- _What you need to do_: Copy the lines of the records below word for word, from the line containing "Task: tag every instance of the wood grain" through the line containing "pixel 299 217", including both of those lines.

Point annotations for images:

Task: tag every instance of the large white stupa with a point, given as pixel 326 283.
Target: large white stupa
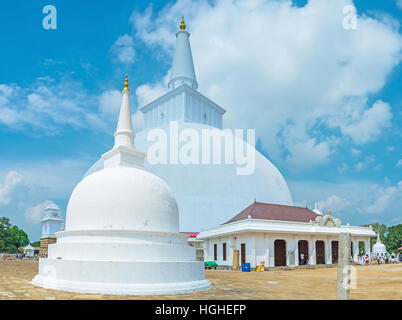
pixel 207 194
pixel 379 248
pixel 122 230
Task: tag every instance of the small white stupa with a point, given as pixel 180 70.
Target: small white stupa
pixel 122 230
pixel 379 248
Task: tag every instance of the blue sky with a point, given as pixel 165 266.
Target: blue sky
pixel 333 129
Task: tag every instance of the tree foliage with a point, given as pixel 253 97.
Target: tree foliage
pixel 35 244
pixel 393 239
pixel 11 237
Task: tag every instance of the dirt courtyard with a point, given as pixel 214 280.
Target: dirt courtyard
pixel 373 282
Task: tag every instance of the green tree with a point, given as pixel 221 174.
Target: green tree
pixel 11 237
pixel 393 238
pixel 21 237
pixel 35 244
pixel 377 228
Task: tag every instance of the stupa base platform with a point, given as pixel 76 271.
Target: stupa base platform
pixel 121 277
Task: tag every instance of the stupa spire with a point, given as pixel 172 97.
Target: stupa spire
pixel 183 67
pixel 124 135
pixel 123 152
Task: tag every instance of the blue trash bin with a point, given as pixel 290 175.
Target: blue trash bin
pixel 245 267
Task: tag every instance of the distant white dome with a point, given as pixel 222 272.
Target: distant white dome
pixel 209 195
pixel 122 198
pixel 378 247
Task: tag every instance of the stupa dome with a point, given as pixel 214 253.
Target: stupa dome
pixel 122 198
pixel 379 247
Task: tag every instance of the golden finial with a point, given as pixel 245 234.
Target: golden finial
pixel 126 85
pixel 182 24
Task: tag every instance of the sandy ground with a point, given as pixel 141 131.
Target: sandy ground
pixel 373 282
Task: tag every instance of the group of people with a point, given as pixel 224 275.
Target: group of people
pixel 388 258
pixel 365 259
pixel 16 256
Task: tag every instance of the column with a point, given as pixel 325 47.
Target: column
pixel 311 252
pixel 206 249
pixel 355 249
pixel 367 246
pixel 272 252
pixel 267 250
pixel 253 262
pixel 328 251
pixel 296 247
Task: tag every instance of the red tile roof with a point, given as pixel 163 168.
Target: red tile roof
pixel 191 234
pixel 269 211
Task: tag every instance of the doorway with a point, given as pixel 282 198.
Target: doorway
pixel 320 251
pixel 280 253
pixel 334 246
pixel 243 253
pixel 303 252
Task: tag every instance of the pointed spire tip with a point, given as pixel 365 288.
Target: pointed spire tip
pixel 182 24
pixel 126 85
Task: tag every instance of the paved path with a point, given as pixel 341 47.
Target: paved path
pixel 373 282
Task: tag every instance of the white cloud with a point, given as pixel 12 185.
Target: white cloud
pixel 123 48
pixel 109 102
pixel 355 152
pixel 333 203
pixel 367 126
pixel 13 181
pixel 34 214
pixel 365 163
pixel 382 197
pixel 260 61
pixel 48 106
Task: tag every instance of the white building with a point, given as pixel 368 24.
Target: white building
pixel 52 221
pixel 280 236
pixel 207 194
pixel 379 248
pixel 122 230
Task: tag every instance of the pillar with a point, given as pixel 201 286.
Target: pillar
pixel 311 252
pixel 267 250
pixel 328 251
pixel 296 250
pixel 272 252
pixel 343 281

...

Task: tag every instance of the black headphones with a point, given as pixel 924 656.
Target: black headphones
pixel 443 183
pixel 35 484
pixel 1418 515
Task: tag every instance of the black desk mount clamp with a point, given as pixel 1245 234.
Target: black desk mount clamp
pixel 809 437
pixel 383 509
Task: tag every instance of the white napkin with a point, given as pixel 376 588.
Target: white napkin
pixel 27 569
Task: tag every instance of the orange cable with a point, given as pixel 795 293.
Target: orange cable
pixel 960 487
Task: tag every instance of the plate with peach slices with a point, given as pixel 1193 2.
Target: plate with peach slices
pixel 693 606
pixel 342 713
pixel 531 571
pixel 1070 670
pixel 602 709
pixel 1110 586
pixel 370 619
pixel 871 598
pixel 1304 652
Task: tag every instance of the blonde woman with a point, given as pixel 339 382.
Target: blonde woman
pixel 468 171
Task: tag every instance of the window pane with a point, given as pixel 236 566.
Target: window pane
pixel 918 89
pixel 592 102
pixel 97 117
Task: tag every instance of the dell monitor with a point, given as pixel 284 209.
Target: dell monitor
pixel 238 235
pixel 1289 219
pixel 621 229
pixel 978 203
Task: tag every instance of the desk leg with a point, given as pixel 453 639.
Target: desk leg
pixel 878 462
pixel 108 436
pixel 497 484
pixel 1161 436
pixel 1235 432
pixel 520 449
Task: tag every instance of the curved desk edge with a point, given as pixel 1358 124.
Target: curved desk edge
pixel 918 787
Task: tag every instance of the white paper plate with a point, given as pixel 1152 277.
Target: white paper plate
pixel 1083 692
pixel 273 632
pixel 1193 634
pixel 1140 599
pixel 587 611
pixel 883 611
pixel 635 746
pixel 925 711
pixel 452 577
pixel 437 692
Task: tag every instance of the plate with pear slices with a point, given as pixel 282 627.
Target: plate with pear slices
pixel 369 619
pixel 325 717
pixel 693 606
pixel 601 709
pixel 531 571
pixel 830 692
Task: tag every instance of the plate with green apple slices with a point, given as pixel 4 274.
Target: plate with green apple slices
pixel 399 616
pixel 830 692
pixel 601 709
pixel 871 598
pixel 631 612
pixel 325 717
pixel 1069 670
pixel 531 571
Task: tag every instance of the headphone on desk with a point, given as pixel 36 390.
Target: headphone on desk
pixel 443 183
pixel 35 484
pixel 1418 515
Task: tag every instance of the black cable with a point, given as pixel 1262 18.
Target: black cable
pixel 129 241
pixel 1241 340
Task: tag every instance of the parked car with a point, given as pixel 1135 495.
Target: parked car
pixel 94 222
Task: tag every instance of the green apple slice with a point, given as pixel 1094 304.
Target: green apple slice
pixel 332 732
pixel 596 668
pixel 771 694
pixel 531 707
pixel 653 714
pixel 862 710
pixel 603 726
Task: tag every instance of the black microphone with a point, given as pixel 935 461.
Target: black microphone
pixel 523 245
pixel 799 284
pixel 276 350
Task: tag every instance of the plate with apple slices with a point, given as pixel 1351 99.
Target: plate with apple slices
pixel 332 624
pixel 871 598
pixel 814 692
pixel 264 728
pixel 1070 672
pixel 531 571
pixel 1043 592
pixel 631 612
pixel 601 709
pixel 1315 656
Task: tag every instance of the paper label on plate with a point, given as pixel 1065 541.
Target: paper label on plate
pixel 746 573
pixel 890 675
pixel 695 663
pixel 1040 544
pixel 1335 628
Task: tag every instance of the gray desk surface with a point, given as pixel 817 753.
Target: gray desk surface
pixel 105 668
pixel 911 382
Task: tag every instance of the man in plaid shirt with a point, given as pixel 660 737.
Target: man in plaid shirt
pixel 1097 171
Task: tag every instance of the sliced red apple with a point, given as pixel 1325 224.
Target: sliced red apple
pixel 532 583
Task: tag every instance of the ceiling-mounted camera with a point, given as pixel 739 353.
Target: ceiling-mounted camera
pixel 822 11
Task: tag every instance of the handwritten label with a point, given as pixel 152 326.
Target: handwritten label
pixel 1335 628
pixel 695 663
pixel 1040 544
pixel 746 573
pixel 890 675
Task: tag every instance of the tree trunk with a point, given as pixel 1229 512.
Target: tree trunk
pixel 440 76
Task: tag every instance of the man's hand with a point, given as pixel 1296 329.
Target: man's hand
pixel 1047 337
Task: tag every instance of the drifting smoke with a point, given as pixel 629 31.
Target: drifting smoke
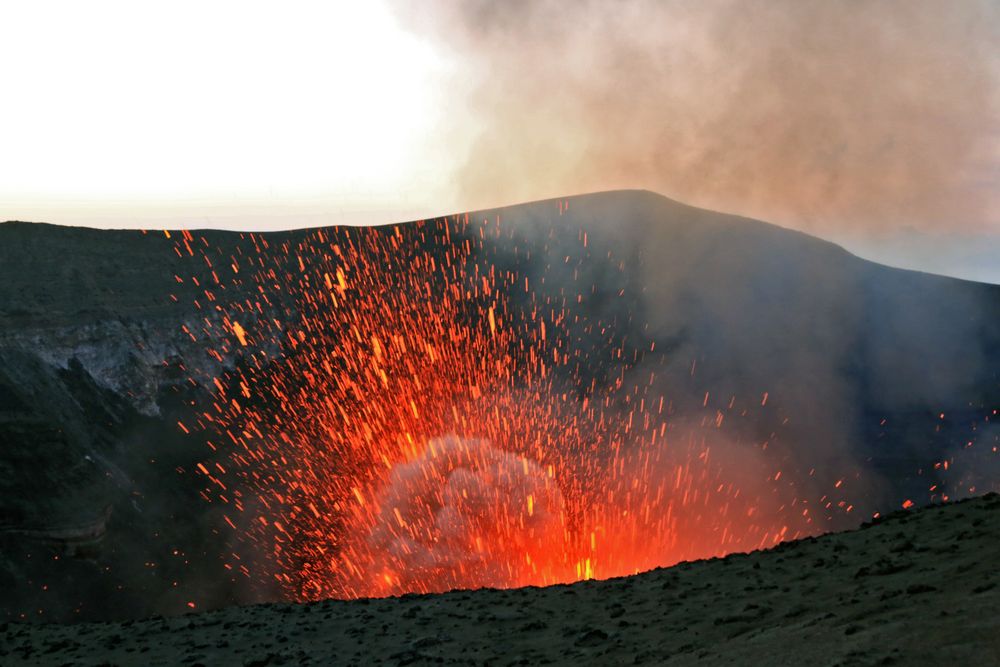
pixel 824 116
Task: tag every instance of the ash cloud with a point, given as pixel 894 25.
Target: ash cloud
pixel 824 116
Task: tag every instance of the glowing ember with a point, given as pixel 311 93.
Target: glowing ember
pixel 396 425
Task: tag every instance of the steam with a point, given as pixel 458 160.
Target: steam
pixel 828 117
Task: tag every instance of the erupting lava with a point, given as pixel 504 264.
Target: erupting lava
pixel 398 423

* * *

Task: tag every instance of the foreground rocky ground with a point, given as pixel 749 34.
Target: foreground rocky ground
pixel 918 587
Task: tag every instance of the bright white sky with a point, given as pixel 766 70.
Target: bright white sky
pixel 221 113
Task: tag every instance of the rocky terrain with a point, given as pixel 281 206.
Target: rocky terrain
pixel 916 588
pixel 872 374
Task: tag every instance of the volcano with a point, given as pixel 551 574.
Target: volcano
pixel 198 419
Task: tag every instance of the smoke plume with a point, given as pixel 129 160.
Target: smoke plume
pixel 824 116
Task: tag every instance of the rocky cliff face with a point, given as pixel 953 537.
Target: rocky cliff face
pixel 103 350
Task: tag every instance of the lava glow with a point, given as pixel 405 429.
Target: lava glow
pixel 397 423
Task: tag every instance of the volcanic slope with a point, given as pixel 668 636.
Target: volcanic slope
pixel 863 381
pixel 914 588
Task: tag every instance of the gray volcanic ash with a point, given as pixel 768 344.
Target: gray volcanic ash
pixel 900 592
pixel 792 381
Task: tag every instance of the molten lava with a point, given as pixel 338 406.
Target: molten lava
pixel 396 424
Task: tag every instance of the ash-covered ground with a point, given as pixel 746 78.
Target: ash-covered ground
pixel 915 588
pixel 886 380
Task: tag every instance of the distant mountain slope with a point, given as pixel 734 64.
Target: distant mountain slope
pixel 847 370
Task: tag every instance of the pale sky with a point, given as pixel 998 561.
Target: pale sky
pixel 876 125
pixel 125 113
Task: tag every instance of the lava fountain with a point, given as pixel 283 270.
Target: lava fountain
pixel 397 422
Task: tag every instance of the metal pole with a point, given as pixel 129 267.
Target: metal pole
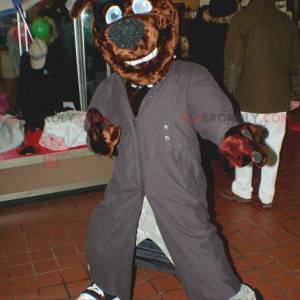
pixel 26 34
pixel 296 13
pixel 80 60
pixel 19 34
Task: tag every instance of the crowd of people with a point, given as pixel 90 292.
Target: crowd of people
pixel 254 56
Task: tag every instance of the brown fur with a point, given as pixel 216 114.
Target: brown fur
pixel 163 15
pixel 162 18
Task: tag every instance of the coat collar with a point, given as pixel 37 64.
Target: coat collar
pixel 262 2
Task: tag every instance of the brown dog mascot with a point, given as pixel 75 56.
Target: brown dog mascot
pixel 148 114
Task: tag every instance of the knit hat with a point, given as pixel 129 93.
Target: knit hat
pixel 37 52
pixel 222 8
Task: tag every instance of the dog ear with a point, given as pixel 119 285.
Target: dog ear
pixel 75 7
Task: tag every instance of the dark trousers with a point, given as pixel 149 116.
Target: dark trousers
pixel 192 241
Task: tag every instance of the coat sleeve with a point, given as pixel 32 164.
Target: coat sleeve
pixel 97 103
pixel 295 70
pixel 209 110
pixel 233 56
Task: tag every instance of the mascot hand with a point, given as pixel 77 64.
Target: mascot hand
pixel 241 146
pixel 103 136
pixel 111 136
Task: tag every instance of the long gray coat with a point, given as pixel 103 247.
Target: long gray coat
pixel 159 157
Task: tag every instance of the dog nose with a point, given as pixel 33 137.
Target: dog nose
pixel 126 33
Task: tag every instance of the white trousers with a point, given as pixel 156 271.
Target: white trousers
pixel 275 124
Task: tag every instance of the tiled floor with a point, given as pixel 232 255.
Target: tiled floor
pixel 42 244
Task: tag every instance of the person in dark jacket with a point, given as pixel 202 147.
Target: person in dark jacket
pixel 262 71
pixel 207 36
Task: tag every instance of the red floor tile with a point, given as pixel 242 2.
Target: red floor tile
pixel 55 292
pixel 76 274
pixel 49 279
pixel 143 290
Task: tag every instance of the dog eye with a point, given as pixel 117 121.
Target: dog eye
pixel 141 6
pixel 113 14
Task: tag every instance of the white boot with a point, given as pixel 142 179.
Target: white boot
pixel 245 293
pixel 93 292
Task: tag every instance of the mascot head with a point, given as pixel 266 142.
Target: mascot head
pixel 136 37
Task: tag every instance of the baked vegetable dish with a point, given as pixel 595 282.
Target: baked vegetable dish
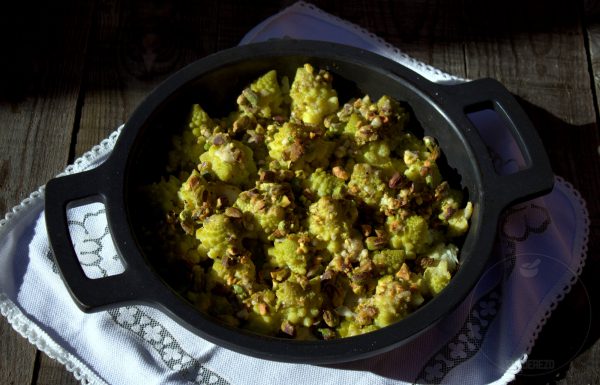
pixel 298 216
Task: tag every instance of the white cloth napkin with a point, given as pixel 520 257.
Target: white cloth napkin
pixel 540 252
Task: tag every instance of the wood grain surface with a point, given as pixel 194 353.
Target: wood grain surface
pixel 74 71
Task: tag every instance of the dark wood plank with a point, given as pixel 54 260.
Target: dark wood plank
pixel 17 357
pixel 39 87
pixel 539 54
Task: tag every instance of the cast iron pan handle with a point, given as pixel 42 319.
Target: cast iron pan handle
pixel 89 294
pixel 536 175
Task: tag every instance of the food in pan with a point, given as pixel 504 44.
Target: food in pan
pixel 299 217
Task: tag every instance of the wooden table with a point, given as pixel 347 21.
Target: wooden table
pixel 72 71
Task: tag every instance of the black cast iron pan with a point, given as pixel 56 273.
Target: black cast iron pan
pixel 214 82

- _Answer_:
Task: tag every instance of the wood grain surface with a point, given as pixel 194 353.
Target: wood grain surface
pixel 74 71
Task: tag every instance of the dark wood plank with a point, given as pixel 54 260.
Target: dark wood plank
pixel 17 357
pixel 39 87
pixel 539 54
Task: tag every instance of the cast iron pan handle with a point, given as pixel 42 319.
Target: cast iron pan handle
pixel 89 294
pixel 536 175
Task: tag every instance of the food in pan with a point, given as pixel 504 44.
Target: food in pan
pixel 299 217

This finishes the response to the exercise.